### What the task asks
How many lines in the data below contain the string "boot"? Reply with the number alone.

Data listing
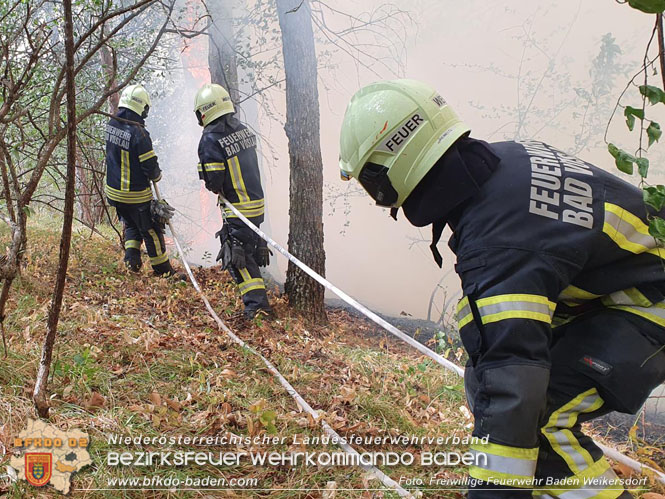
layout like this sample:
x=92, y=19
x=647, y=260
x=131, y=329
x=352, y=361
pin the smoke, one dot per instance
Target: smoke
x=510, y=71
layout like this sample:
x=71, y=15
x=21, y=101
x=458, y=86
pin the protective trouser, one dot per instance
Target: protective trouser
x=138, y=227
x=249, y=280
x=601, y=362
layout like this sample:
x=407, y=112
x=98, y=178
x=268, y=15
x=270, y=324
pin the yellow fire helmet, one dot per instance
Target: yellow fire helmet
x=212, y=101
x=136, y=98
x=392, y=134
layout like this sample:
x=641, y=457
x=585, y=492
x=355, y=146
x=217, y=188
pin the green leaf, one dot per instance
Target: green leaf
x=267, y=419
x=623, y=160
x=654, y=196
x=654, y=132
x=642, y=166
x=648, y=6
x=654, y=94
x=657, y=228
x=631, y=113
--
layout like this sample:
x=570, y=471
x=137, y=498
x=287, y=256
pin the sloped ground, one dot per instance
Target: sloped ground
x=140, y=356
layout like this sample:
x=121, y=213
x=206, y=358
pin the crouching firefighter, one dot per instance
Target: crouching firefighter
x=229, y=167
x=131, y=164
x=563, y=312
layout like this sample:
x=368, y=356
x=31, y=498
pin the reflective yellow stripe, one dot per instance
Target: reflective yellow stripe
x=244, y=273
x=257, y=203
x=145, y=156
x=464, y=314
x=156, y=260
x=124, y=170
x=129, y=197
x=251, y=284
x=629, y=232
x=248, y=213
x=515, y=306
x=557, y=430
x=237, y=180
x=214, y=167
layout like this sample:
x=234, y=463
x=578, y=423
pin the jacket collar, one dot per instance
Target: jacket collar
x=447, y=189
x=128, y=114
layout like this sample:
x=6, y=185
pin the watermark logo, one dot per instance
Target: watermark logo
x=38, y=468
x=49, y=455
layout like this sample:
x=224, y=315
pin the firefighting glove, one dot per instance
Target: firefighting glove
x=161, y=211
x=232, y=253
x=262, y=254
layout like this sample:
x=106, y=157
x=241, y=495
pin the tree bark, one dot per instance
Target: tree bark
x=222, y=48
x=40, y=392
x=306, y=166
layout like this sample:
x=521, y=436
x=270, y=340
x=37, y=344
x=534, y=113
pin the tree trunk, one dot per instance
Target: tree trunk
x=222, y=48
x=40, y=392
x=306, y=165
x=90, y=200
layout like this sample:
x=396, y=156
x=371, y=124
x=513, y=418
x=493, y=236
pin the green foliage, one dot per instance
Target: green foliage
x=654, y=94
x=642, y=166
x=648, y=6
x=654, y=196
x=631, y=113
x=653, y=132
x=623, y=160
==
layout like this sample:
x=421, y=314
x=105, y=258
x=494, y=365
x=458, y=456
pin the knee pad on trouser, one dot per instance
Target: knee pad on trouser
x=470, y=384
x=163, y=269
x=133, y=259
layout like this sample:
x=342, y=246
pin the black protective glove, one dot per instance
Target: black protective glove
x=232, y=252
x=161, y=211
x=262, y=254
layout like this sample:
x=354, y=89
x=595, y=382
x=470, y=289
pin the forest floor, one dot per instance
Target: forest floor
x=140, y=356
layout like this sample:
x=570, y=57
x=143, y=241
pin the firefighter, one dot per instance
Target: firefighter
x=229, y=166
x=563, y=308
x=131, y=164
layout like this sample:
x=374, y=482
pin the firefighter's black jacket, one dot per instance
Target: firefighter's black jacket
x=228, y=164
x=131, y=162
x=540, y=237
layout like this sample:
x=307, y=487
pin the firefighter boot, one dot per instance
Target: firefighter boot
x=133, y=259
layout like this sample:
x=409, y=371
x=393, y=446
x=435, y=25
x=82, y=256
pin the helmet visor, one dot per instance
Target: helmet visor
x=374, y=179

### Output
2